GIVEN TASK A.
Collect every line of the records that contains the string "covered", matching case exactly.

SOURCE DOCUMENT.
::::::::::
Mussell says China has already made “impressive progress” through agricultural research and modernization efforts. “It’s an overarching priority for them,” he said.
However, sources noted that Beijing’s focus on self-sufficiency does not necessarily mean China will stop importing foreign food products altogether.
Chris Davison, president and CEO of the Canola Council of Canada, says China’s growing middle class and changing diets will likely continue driving demand — both for imported vegetable oils and feed products rendered from the oil-making process.
“Canadian canola has a well-established and recognized brand,” said Davison. He points out that while China also has a significant domestic canola industry of its own, the crop produced by Chinese farmers is “not identical” to the Canadian product.
In a follow-up email, Smyth suggested that Canada may be best able to maintain export dominance in areas where China cannot “reverse engineer” what Canada produces domestically.
“I’m sure China would like to develop these [canola] varieties, but it may be that this canola is processed here and then exported, which would limit the ability for China to reverse engineer it,” he said.
Structured around exports
While China may view food imports as a long-term vulnerability, it nevertheless uses these imports as short-term leverage.
This was highlighted in a recent trade dispute over canola exports.
In March 2025, China imposed 100 per cent tariffs on Canadian canola oil and meal in retaliation for Canada imposing 100 per cent tariffs on Chinese-made electric vehicles. Months later, Beijing escalated the dispute by adding a 76 per cent tariff on Canadian canola seed itself.
The Carney government ultimately responded by striking a deal in January to allow 49,000 Chinese EVs into Canada at reduced tariffs in exchange for China reducing its tariff on Canadian canola seed from about 85 per cent to 15 per cent.
According to Greg Ip, a Canadian-American journalist who is chief economics commentator at the Wall Street Journal, this is a familiar playbook.
“China routinely retaliates against unfriendly governments by weaponizing its market — that is, shutting out their exports,” Ip recently wrote.
Smyth agrees.
“[China has] a history, over the past certainly five years, of any time that they feel there’s a political irritation between the two countries, that their policy response is to put a tariff on something that we export a significant percentage [of],” he said.
“Everything we export to China is vulnerable to tariffs,” he added.
Despite this, the Carney government has made it a priority to increase all Canadian exports to China by 50 per cent by 2030 as part of a renewed “strategic partnership” with Beijing.
“As a major food producer, Canada is well-positioned to remain a reliable supplier of safe and high-quality food products for Chinese consumers while helping China meet its food demands,” a spokesperson for Agriculture and Agri-Food Canada told Canadian Affairs in an email statement.
At the same time, the department said Ottawa is also supporting efforts to diversify Canadian exports into other Indo-Pacific markets through trade agreements and an agricultural trade office located in the Philippines.
Mussell, likewise, points to India, Indonesia and other rapidly growing Asian economies as promising areas for export growth.
“ Is Canada going to flood the world? No, we aren’t, [but] we’ve got far more than what we can consume ourselves.”
::::::::::
AVAILABLE DATA.

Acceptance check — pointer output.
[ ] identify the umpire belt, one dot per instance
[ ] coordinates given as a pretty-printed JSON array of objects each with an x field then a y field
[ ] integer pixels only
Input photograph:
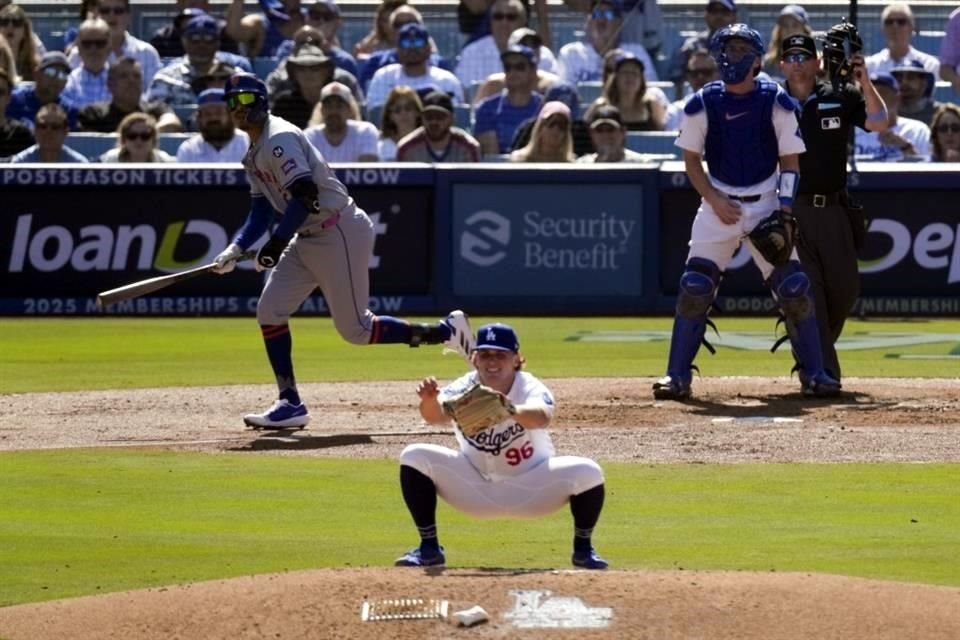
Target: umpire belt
::::::::::
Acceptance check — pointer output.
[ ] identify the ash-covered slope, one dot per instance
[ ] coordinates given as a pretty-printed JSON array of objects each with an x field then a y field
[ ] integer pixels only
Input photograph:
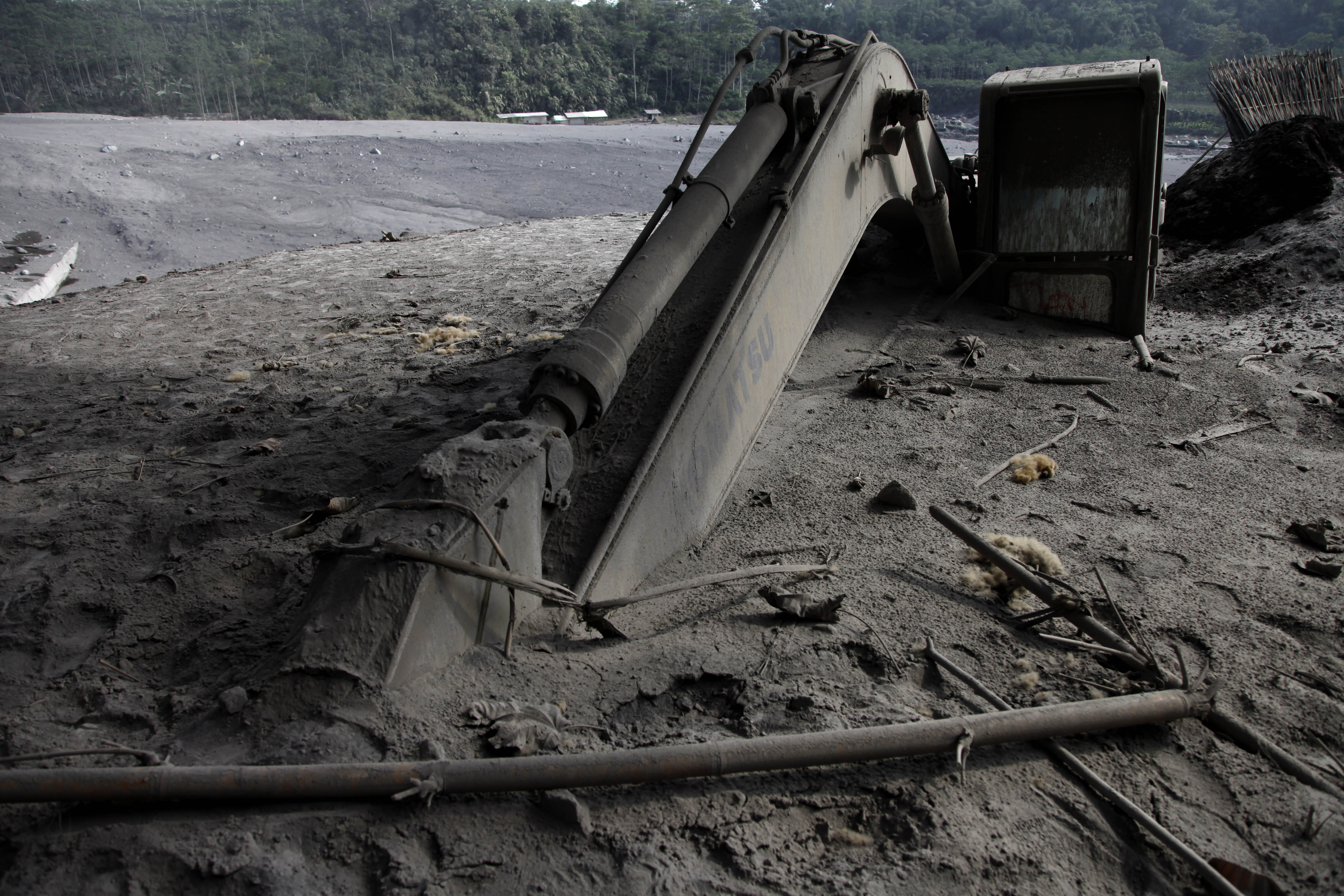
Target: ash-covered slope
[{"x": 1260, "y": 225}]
::::::::::
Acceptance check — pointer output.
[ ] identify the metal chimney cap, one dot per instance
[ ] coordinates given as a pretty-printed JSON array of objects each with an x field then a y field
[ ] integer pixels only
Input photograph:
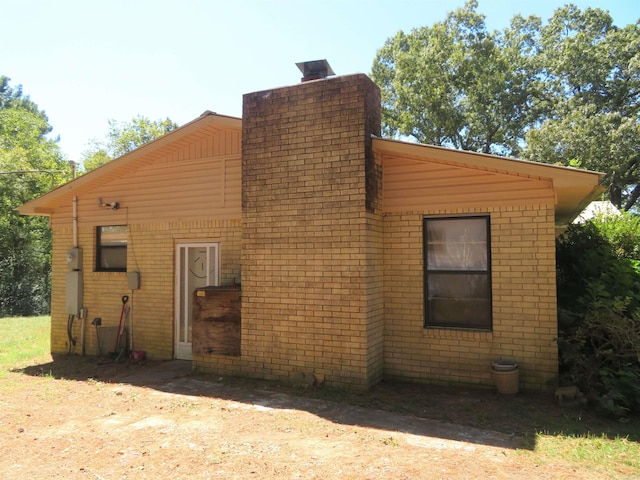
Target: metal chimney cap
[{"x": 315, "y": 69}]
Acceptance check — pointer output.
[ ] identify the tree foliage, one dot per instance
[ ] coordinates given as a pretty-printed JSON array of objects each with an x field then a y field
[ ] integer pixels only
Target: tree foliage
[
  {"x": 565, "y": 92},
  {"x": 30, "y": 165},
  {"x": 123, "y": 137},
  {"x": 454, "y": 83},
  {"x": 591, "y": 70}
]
::::::::::
GIVEN TASK B.
Which countries are named in the article on Canadian canola exports to China?

TASK RESULT A.
[ ] identify the ash-covered slope, one dot per instance
Target: ash-covered slope

TASK RESULT B.
China, Canada, the Philippines, India, Indonesia